Task details: Without the pictures, print the lines from the one holding "Query: rear fender" through the last line below, both included, exactly as they stand.

*-*-*

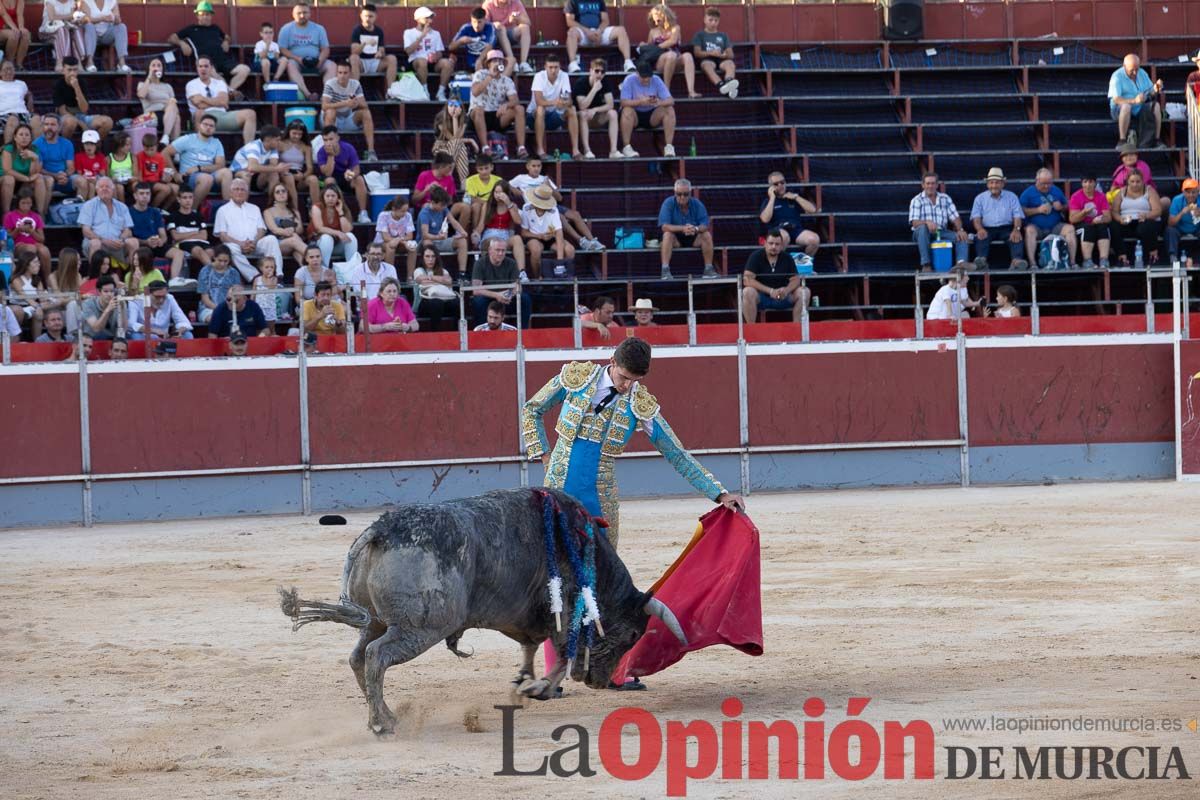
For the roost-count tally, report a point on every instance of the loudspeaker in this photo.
(904, 18)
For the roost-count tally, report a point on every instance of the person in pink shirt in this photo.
(389, 312)
(441, 173)
(25, 227)
(1129, 162)
(513, 24)
(1090, 208)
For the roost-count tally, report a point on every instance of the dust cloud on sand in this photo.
(153, 661)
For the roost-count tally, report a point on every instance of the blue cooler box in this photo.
(281, 92)
(379, 200)
(943, 256)
(306, 115)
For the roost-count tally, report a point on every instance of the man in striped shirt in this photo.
(931, 216)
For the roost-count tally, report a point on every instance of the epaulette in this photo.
(643, 404)
(577, 373)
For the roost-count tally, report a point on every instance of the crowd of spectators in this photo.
(165, 210)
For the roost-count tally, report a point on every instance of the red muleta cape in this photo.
(715, 593)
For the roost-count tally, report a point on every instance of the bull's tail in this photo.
(307, 611)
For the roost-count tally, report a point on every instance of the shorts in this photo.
(606, 34)
(492, 122)
(766, 302)
(1045, 232)
(346, 124)
(227, 120)
(21, 118)
(555, 120)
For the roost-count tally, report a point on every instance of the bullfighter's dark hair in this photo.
(634, 356)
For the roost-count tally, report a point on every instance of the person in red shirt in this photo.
(90, 164)
(150, 166)
(441, 174)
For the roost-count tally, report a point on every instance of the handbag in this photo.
(629, 239)
(408, 89)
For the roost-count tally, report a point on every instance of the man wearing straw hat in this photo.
(996, 215)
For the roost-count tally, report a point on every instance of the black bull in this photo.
(426, 573)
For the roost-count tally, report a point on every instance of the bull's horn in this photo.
(655, 607)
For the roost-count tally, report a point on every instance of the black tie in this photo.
(607, 398)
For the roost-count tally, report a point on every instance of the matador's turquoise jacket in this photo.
(582, 461)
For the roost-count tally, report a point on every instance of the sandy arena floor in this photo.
(153, 661)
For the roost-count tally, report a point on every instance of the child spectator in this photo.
(1090, 208)
(90, 164)
(713, 52)
(267, 55)
(395, 232)
(1006, 304)
(120, 163)
(438, 299)
(479, 186)
(142, 271)
(274, 306)
(437, 226)
(151, 167)
(25, 227)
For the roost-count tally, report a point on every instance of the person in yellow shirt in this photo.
(478, 188)
(323, 314)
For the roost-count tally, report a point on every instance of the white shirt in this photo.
(12, 97)
(540, 224)
(244, 222)
(430, 44)
(211, 89)
(105, 7)
(166, 316)
(947, 304)
(372, 278)
(550, 91)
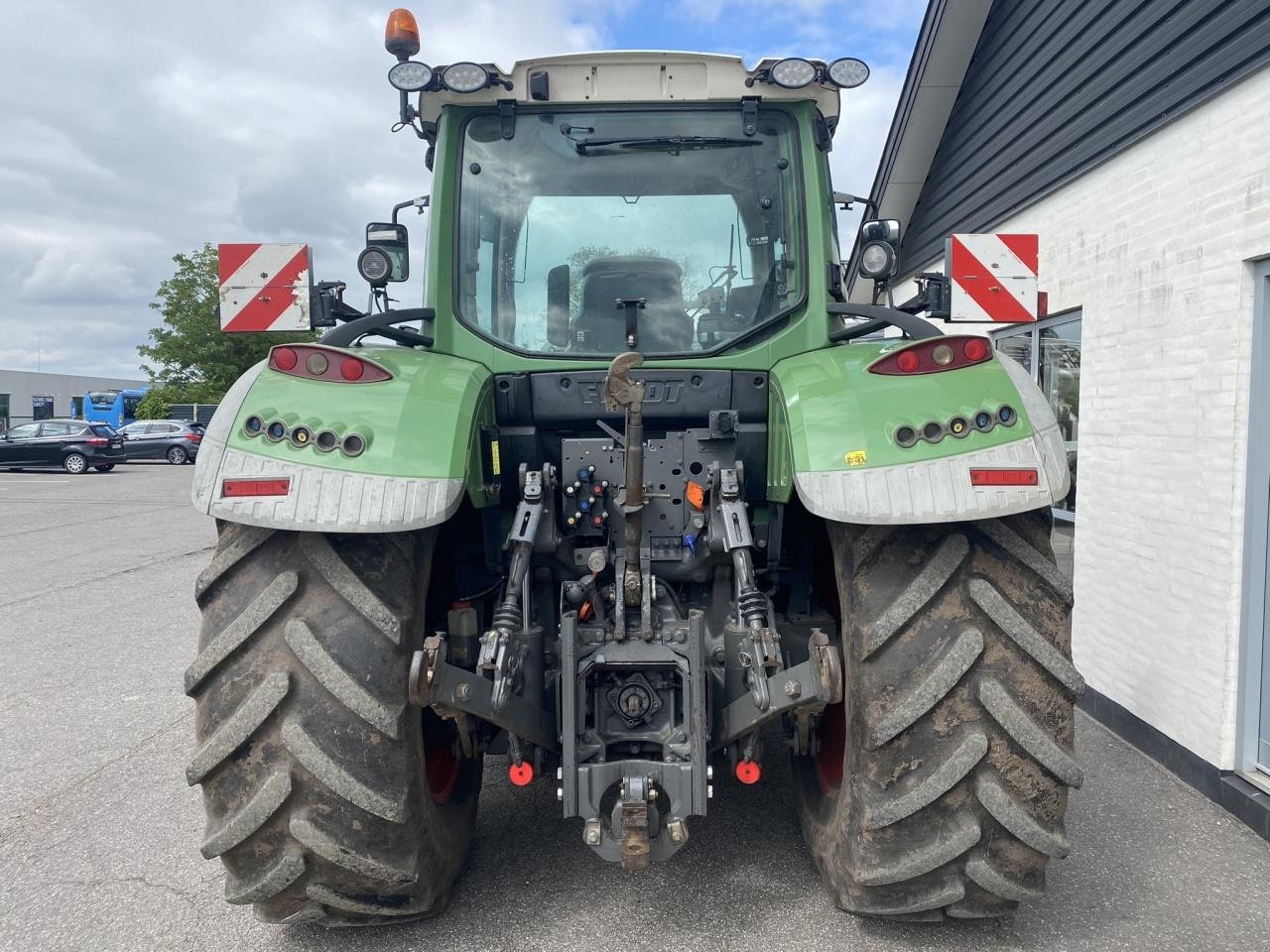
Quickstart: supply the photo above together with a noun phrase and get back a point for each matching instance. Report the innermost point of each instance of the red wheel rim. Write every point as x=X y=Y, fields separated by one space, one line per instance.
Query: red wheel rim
x=832 y=737
x=443 y=769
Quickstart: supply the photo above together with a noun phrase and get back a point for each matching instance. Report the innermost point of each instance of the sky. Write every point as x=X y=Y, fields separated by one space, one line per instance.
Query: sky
x=134 y=131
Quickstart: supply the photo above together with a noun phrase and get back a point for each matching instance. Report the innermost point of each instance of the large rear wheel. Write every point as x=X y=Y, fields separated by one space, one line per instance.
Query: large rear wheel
x=940 y=782
x=327 y=796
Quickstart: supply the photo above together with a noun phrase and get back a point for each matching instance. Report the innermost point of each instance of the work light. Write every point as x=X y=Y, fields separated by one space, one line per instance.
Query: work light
x=876 y=259
x=847 y=72
x=373 y=266
x=465 y=77
x=793 y=73
x=411 y=75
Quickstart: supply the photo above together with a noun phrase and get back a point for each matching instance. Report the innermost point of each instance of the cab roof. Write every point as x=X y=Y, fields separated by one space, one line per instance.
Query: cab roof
x=635 y=76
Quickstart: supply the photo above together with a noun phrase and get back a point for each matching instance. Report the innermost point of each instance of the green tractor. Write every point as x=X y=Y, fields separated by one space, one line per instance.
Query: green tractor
x=640 y=503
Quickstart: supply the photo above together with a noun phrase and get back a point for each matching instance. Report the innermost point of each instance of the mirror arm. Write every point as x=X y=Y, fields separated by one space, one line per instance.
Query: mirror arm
x=421 y=203
x=381 y=325
x=878 y=317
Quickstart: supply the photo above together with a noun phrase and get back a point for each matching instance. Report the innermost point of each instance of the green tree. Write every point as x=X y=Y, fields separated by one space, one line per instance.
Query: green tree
x=155 y=404
x=190 y=357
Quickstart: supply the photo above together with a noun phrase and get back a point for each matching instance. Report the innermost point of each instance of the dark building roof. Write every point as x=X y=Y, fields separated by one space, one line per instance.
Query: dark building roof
x=1007 y=100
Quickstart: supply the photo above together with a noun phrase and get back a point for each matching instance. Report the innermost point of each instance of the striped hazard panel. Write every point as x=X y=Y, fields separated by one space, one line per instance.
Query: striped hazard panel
x=993 y=277
x=264 y=287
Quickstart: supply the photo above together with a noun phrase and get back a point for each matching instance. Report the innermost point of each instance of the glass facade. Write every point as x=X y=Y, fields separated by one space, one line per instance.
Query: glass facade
x=1051 y=353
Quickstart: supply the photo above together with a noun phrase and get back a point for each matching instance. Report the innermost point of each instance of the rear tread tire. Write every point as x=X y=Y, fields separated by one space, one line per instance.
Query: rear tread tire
x=959 y=721
x=309 y=826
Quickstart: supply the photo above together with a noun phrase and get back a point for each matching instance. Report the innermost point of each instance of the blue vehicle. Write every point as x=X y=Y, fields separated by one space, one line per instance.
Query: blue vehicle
x=117 y=408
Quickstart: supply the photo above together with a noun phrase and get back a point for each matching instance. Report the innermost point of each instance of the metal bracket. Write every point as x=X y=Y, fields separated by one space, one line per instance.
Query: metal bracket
x=749 y=114
x=439 y=684
x=808 y=687
x=635 y=793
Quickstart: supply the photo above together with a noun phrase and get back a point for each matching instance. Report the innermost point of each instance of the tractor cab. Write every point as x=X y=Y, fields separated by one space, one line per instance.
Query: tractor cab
x=635 y=499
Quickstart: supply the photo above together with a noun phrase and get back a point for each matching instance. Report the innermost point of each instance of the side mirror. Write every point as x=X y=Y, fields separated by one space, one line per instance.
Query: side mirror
x=558 y=304
x=880 y=230
x=388 y=254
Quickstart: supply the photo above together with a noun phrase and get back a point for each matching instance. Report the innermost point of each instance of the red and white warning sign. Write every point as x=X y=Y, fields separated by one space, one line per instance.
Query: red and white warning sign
x=993 y=277
x=264 y=287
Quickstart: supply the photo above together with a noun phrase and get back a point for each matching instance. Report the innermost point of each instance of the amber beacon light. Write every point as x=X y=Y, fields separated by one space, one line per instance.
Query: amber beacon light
x=402 y=35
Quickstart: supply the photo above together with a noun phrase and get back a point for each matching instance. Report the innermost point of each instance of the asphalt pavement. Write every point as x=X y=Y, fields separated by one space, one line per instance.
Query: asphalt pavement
x=99 y=834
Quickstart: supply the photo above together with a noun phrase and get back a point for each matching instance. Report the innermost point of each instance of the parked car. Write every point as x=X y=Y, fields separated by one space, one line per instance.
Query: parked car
x=162 y=439
x=76 y=445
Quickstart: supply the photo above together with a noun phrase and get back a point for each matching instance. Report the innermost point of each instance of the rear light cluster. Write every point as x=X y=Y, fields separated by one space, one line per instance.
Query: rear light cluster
x=934 y=357
x=957 y=426
x=325 y=440
x=325 y=363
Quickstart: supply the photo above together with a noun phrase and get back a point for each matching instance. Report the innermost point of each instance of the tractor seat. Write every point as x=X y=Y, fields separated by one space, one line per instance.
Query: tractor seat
x=665 y=326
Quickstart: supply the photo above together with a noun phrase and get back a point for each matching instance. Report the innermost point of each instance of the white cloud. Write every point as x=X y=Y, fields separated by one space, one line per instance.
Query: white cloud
x=132 y=131
x=862 y=126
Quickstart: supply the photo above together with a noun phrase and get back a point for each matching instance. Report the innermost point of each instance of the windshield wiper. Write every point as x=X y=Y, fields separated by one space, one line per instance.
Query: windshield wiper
x=671 y=144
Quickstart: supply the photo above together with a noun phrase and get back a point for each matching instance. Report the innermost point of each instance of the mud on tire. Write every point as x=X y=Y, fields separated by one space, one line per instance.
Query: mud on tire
x=327 y=797
x=943 y=778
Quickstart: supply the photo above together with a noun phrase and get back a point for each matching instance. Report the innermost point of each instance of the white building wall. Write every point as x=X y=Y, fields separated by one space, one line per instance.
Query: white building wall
x=23 y=385
x=1156 y=246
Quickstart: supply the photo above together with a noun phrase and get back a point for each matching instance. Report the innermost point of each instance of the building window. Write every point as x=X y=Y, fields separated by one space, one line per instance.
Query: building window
x=1051 y=353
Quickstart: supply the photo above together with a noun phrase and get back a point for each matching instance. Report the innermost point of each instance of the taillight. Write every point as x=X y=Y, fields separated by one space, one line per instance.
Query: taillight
x=934 y=356
x=325 y=363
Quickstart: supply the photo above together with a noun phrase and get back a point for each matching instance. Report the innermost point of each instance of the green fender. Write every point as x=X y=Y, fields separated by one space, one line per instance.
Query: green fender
x=422 y=433
x=832 y=439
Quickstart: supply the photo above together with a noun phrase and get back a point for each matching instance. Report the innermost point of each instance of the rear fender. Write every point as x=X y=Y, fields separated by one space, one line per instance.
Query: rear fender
x=422 y=431
x=833 y=439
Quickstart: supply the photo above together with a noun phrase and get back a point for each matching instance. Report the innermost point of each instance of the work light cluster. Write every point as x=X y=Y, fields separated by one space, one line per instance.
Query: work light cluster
x=959 y=426
x=300 y=435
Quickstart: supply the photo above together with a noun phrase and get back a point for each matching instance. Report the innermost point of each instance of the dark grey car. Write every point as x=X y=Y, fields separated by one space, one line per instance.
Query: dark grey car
x=76 y=445
x=173 y=440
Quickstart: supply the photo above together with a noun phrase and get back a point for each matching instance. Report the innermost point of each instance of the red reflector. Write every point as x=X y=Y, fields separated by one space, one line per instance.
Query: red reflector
x=975 y=349
x=521 y=774
x=255 y=488
x=285 y=358
x=934 y=356
x=317 y=362
x=1003 y=477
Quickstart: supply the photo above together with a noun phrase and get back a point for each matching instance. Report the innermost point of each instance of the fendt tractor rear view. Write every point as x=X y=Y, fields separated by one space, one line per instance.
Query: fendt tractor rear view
x=638 y=502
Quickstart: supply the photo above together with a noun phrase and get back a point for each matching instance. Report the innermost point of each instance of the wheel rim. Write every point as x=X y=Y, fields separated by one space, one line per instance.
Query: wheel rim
x=830 y=735
x=443 y=769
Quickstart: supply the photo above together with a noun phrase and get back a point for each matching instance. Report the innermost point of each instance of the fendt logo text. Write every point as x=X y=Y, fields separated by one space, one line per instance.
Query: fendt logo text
x=656 y=391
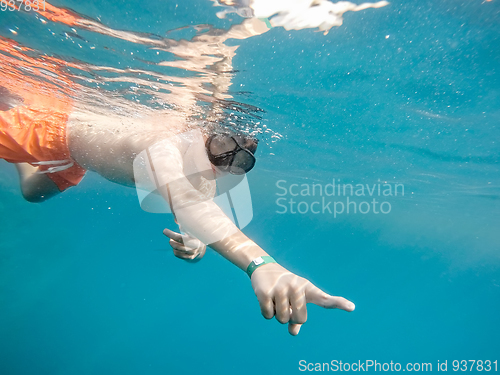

*-*-*

Output of the task:
Query: rear fender
x=422 y=431
x=833 y=439
Quickstart: supply the photo above together with a noun phrase and get back a point for each matching instance. Report the innermost point of each instance of the work light cluster. Write every point as x=X y=Y, fields separated by one space, one line per instance.
Query: work light cluster
x=959 y=426
x=300 y=435
Quickstart: supply the photo above together with a noun phrase and get back a point for each matching instance. Report the innermost point of each instance of the dark grey car. Write every point as x=X y=Y, fields separated by one space, one line per instance.
Query: dark grey car
x=76 y=445
x=173 y=440
Quickstart: supply the photo above together with a noun phrase and get back a point for each matching instance. Report the innermost point of each instance of the red reflector. Write every point as x=X y=Y, fields separated by one space, one line per instance.
Query: red reflector
x=975 y=349
x=521 y=774
x=255 y=488
x=285 y=358
x=934 y=356
x=317 y=362
x=1003 y=477
Quickstart: supply the photo above together with a noun phrase and get back a point for each matching instance. Report the innermost point of each instance of the fendt tractor rear view. Write every point as x=X y=Y, fields separated by one space, one line per instance.
Query: fendt tractor rear view
x=638 y=502
Quickstart: supply the photo above together with a noun phrase and get back a point for each matching instance. Report the innermost point of each instance of the wheel rim. Write every point as x=X y=Y, fields separated by one space, one line per instance.
Query: wheel rim
x=830 y=735
x=443 y=769
Quickstart: supply the photo above together with a noun phrase and get back a point for each matching instance. Report the innermost point of each instance of the fendt logo text. Write every point as x=X y=Y, fields separated by one space, one line per instance.
Query: fendt logo text
x=656 y=391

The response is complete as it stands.